[start Supplied records]

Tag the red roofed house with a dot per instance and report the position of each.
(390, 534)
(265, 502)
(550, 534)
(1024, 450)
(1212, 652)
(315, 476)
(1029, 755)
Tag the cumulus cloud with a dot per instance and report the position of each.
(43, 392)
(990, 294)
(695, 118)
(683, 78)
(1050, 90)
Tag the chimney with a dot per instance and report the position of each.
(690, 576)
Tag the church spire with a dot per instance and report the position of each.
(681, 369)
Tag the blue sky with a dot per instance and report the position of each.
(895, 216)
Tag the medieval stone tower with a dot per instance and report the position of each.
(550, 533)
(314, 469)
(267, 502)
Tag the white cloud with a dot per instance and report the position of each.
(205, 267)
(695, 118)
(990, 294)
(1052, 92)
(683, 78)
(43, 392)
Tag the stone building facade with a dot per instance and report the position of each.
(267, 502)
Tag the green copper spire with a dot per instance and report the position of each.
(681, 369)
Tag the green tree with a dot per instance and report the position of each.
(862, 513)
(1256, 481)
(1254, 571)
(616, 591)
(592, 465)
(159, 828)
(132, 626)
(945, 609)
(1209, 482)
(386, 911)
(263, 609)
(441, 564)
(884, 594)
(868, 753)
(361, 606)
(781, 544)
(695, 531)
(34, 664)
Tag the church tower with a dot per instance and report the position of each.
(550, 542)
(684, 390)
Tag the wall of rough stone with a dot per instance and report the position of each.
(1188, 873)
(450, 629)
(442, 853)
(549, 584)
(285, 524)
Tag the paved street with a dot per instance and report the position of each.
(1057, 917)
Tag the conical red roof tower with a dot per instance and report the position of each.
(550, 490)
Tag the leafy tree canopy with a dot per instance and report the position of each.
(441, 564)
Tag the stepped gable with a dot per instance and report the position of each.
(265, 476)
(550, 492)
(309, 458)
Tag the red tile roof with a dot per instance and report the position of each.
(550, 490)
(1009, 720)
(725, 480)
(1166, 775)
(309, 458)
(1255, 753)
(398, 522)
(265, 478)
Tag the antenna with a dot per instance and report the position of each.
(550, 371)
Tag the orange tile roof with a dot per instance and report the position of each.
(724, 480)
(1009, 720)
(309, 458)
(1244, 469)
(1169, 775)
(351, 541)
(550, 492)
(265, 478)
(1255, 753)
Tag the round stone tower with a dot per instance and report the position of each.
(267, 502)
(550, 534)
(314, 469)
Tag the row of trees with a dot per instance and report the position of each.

[end Supplied records]
[start Supplied records]

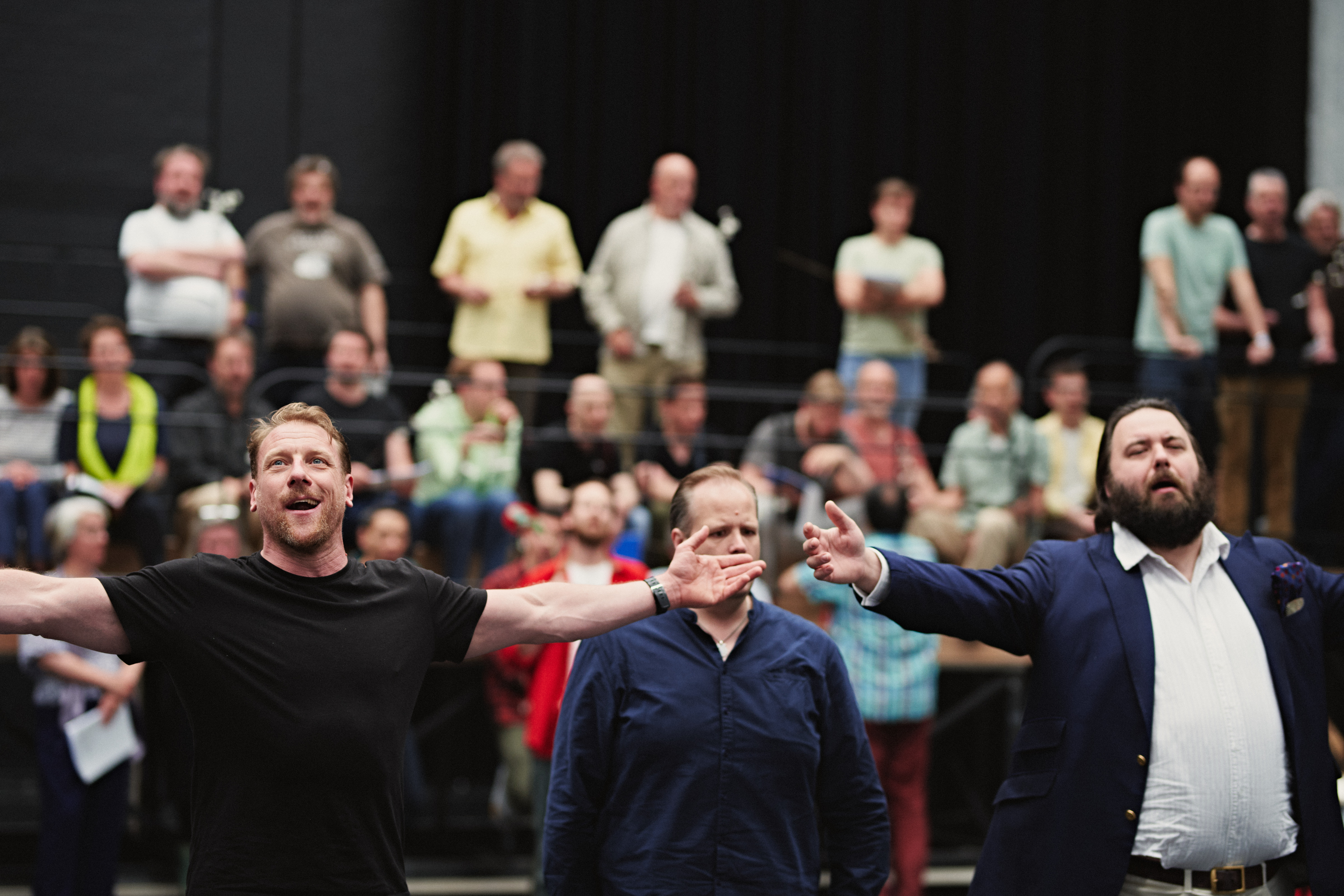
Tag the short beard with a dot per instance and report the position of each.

[end Supplied records]

What the exercise asks: Count the lines in the records above that contain the string "church", matching case exactly, and give only the number.

Response to the task: 2